▶ [TASK STATEMENT]: Pick out each line of the listing below that contains the word "building" and copy it. Letter case matters.

▶ [RECORDS]:
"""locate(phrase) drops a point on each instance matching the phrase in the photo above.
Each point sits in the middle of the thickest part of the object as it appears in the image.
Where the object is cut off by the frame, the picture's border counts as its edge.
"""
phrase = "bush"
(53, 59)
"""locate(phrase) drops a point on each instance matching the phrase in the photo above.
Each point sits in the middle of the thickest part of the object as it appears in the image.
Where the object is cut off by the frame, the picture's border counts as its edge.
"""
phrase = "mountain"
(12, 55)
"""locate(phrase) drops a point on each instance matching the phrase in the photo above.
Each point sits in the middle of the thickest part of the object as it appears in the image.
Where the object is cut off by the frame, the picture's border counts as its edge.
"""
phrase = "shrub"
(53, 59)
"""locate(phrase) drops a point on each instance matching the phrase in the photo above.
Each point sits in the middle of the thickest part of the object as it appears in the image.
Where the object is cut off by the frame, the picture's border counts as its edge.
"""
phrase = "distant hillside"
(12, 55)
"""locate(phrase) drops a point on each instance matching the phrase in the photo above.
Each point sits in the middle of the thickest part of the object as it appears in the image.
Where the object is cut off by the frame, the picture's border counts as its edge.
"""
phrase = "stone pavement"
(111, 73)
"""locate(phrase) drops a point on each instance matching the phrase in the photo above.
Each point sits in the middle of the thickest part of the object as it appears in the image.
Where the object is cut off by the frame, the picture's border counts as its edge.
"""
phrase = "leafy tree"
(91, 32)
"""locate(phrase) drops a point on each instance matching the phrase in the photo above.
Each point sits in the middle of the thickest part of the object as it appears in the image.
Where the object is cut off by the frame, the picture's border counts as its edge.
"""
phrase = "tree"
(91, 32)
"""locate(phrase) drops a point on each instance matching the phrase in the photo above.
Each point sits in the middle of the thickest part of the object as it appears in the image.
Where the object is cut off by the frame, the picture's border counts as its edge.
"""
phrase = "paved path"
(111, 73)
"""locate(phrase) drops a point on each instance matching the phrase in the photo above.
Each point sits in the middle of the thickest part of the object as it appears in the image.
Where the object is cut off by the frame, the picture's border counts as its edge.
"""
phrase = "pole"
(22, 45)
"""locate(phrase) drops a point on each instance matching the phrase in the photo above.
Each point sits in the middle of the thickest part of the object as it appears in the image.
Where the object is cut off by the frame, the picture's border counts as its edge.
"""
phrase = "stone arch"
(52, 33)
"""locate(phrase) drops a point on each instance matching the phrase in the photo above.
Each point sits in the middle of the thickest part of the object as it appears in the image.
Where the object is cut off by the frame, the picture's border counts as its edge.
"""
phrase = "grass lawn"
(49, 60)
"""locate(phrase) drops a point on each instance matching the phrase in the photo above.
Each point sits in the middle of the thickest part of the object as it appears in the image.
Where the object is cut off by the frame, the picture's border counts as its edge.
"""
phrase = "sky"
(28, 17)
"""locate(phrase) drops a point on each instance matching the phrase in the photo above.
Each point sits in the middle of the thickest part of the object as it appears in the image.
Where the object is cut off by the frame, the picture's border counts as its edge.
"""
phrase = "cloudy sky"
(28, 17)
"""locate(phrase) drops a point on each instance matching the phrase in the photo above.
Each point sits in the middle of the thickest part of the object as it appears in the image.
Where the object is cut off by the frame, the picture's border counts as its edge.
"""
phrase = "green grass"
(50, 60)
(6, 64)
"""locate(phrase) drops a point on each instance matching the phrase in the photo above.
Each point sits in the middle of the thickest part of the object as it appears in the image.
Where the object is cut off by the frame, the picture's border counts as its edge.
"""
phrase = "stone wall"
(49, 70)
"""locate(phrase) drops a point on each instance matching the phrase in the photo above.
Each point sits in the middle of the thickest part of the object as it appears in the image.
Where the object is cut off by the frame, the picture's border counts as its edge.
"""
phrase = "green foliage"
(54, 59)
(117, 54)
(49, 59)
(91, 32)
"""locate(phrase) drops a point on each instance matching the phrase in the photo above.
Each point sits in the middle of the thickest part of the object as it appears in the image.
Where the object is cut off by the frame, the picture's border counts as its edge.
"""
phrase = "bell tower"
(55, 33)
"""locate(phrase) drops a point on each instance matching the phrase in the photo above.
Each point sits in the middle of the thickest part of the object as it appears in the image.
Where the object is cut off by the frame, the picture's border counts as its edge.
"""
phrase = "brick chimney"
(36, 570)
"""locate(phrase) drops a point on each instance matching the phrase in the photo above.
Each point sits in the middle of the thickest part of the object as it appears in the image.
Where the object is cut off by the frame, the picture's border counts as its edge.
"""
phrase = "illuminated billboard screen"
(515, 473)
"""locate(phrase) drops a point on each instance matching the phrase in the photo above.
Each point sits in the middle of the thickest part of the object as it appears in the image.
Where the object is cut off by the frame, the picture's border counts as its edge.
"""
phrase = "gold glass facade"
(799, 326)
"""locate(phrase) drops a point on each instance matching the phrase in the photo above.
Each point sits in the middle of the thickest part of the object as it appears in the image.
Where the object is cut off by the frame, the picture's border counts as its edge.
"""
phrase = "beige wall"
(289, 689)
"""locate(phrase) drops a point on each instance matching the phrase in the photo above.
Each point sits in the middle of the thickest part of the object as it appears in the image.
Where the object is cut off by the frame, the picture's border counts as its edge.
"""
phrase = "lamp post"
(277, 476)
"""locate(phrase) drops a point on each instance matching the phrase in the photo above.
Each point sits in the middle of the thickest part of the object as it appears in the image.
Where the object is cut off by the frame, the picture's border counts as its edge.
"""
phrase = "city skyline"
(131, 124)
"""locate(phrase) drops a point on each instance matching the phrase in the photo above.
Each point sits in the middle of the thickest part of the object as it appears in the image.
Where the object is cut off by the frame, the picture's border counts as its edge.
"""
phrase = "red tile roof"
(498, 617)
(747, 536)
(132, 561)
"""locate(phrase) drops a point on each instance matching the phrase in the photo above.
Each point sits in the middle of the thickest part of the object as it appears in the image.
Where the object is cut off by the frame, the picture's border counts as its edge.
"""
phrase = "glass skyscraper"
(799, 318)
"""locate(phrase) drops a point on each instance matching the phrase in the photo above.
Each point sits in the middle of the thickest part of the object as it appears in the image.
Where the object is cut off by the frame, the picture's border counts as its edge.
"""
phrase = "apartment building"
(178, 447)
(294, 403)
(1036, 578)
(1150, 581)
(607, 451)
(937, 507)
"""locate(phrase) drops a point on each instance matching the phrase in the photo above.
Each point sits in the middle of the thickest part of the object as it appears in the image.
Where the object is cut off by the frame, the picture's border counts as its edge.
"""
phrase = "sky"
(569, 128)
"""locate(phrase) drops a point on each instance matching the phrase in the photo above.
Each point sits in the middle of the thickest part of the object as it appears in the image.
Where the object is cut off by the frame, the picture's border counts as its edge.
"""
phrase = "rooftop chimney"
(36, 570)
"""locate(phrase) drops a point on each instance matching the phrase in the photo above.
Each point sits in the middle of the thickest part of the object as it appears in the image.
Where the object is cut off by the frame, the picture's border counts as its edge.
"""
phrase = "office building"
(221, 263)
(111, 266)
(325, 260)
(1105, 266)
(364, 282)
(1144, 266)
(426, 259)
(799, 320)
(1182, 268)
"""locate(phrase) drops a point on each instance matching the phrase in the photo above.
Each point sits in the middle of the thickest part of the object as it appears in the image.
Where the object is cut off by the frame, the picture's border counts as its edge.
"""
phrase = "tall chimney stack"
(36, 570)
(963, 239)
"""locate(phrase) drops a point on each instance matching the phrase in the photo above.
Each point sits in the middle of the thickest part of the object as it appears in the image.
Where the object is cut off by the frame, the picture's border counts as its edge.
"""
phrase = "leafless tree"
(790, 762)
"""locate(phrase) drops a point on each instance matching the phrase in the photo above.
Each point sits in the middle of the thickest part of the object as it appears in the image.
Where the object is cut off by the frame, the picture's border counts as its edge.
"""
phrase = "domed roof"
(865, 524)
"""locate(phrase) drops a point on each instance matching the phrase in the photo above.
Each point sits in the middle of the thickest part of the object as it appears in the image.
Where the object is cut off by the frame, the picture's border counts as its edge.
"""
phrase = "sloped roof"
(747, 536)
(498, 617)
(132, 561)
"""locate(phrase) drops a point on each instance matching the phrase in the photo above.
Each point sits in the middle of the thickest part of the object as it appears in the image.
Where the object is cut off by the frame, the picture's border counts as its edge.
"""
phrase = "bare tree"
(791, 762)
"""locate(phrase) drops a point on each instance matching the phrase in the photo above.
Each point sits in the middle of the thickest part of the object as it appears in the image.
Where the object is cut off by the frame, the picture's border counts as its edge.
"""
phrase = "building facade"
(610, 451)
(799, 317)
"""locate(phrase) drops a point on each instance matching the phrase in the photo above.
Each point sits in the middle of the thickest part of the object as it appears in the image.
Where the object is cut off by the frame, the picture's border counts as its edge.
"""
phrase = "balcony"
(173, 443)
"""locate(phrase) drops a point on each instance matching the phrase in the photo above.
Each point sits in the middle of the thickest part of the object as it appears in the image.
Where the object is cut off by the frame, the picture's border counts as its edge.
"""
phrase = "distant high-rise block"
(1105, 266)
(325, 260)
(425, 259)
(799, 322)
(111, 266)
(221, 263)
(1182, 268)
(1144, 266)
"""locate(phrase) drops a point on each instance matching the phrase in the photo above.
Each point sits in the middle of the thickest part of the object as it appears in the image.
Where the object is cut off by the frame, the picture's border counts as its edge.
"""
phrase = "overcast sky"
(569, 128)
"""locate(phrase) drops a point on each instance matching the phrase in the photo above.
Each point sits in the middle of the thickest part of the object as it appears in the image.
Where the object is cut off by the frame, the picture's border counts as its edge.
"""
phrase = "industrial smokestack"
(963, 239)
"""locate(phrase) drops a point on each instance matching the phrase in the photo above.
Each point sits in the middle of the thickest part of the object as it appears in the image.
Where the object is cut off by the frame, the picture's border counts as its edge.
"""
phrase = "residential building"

▶ [RESULT BELOW]:
phrase = "apartment building"
phrase = "office building"
phrase = "building facade"
phrase = "residential building"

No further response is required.